2021-07-04 Thread Zhihai Xu (Jira)
Zhihai Xu created HDFS-16111:


 Summary: Add a configuration to RoundRobinVolumeChoosingPolicy to 
avoid picking an almost full volume to place a replica. 
 Key: HDFS-16111
 URL: https://issues.apache.org/jira/browse/HDFS-16111
 Project: Hadoop HDFS
  Issue Type: Bug
  Components: datanode
Reporter: Zhihai Xu
Assignee: Zhihai Xu


When we upgraded our hadoop cluster from hadoop 2.6.0 to hadoop 3.2.2, we got 
failed volume on a lot of datanodes, which cause some missing blocks at that 
time. Although later on we recovered all the missing blocks by symlinking the 
path (dfs/dn/current) on the failed volume to a new directory and copying all 
the data to the new directory, we missed our SLA and it delayed our upgrading 
process on our production cluster for several hours.

When this issue happened, we saw a lot of this exceptions happened before the 
volumed failed on the datanode:

 [DataXceiver for client  at /[XX.XX.XX.XX:XXX|http://10.104.103.159:33986/] 
[Receiving block BP-XX-XX.XX.XX.XX-XX:blk_X_XXX]] 
datanode.DataNode (BlockReceiver.java:(289)) - IOException in 
BlockReceiver constructor :Possible disk error: Failed to create 
/XXX/dfs/dn/current/BP-XX-XX.XX.XX.XX-X/tmp/blk_XX. Cause is
java.io.IOException: No space left on device
        at java.io.UnixFileSystem.createFileExclusively(Native Method)
        at java.io.File.createNewFile(File.java:1012)
        at 
org.apache.hadoop.hdfs.server.datanode.FileIoProvider.createFile(FileIoProvider.java:302)
        at 
org.apache.hadoop.hdfs.server.datanode.DatanodeUtil.createFileWithExistsCheck(DatanodeUtil.java:69)
        at 
org.apache.hadoop.hdfs.server.datanode.fsdataset.impl.BlockPoolSlice.createTmpFile(BlockPoolSlice.java:292)

◆ Source excerpt
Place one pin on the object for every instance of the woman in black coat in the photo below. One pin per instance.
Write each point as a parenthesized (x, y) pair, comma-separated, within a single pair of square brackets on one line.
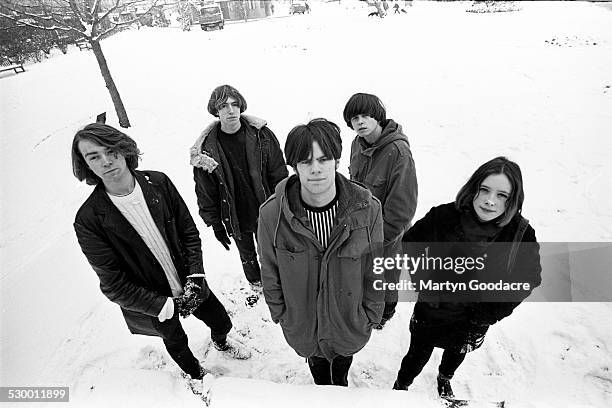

◆ Work to do
(1) Answer these from the HDFS-16111 issue report, one line each:
(a) From which Hadoop version to which was the cluster upgraded?
(b) Which component is listed for the issue?
(c) What cause does the exception message give?
(2) List every Java source file name ending in ".java" that appears in the HDFS-16111 issue report.

◆ The replies
(1)
(a) From hadoop 2.6.0 to hadoop 3.2.2.
(b) datanode.
(c) java.io.IOException: No space left on device.

(2)
BlockReceiver.java
File.java
FileIoProvider.java
DatanodeUtil.java
BlockPoolSlice.java